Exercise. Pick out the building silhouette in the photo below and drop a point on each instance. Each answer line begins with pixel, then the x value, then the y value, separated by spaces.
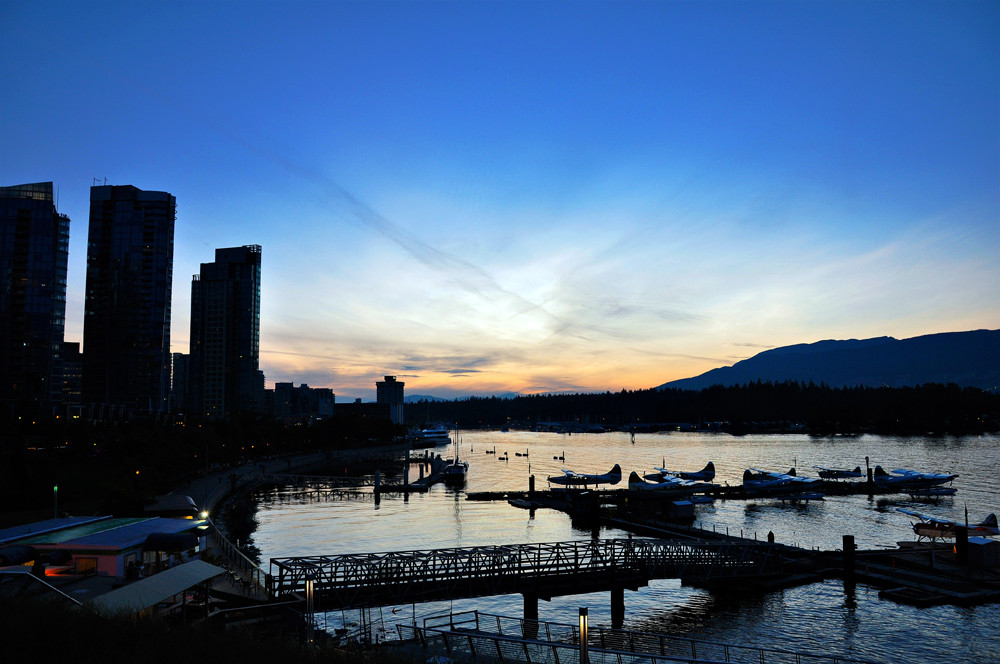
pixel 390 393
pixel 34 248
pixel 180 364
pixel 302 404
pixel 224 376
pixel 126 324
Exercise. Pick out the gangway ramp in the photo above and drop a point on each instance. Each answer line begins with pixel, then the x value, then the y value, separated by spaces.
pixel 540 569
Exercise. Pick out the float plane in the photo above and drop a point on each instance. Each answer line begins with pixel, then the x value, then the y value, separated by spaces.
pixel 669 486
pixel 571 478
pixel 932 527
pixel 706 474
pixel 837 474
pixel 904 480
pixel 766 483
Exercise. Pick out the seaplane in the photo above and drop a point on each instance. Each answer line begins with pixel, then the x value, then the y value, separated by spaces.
◆ ◆ ◆ ◆
Please turn the whole listing above into a numbered list, skipping any blank lines and leaving the pictures out.

1. Exercise. Pick out the building silhouette in the photo below and drop a point on each instance. Each answer line begins with pixel, then the x value, then the y value, separated by spaces.
2. pixel 390 393
3. pixel 34 248
4. pixel 180 364
5. pixel 302 404
6. pixel 224 376
7. pixel 126 324
8. Exercise. Pick out the gangway ramp in the photo above and drop a point on each instance. Each answer line begins with pixel, then the x value, then the y value, separated by spaces.
9. pixel 540 569
10. Exercise. Pick out the float plane in the photo above and drop a point on each instance. Each answer line begins with pixel, then the x value, then the y value, separated by spaces.
11. pixel 669 486
12. pixel 571 478
13. pixel 932 527
14. pixel 706 474
15. pixel 837 474
16. pixel 904 480
17. pixel 766 483
18. Exercise. Pick out the seaplane in the photo above and drop a point on each instance. Each answer line begins with pixel, then the x value, then the y value, separated by spaces.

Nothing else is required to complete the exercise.